- [SUPPLIED PASSAGE]:
The six caught with rule breaches in the ministry’s special inspection from Nov. 13-Dec. 6 are Seoul National, Korea, Sogang, Sungkyunkwan, Kyung Hee and Konkuk universities. The probe into the six institutions’ past admission records was a follow-up to a general inspection conducted a month earlier on all institutions.

In 2018, Sungkyunkwan University was found to have passed 37 out of a total 82 applicants who had disclosed the occupations of their parents and relatives in their admission materials onto the next round of admissions, in breach of the rules. Four of the 37 gained admission to the university.

Applicants are not allowed to reveal the occupations of their relatives in their applications. Applicants listing such information are disqualified.

Seoul National University failed to disqualify two foreign applicants whose recommendation letters contained their language proficiency test scores in 2017.

In 2018, the same college was found to have dropped all 17 applicants who applied for a major in the special admission process for students from rural areas. Interviewers gave the same, lowest possible scores to all of them, ignoring comparative evaluation rules.

As a result of the probe, a total of 108 people at those institutions have received penalties. Of them, seven faced heavy disciplinary measures and 13 received light ones. The ministry has also issued administrative orders to five institutions.

The Education Ministry said it will improve its own inspection system to ensure greater fairness in the portfolio-based admissions process while working to expand the quotas for admission based on annual college entrance exam results.

The ministry also vowed to abolish the use of faculty recommendations by next year’s nationwide college admission process.

“Should similar violations occur in this year’s college admissions process, the Education Ministry will sternly respond to them with zero tolerance,” Education Minister Yoo Eun-hae said.

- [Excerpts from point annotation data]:
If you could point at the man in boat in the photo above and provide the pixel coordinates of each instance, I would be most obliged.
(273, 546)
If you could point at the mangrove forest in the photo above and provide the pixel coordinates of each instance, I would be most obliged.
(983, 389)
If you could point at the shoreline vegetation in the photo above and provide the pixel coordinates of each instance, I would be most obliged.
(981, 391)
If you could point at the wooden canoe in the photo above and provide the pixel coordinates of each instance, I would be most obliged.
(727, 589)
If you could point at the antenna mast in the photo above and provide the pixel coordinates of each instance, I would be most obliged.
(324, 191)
* * *
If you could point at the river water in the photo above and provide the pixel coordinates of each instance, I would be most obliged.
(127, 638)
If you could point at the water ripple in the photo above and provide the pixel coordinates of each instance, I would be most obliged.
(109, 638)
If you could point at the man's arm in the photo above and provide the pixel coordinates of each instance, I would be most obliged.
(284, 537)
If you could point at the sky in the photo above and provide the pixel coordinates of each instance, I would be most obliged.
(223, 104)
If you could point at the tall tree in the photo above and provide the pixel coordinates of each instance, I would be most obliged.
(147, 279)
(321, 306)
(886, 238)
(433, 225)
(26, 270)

- [INSTRUCTIONS TO FOLLOW]:
In the article on university admission inspections, rewrite the stretch from "As a result" through "entrance exam results." with "administrative orders" changed to "formal warnings". This material is separate from the article on university admission inspections.

- [TASK RESPONSE]:
As a result of the probe, a total of 108 people at those institutions have received penalties. Of them, seven faced heavy disciplinary measures and 13 received light ones. The ministry has also issued formal warnings to five institutions.

The Education Ministry said it will improve its own inspection system to ensure greater fairness in the portfolio-based admissions process while working to expand the quotas for admission based on annual college entrance exam results.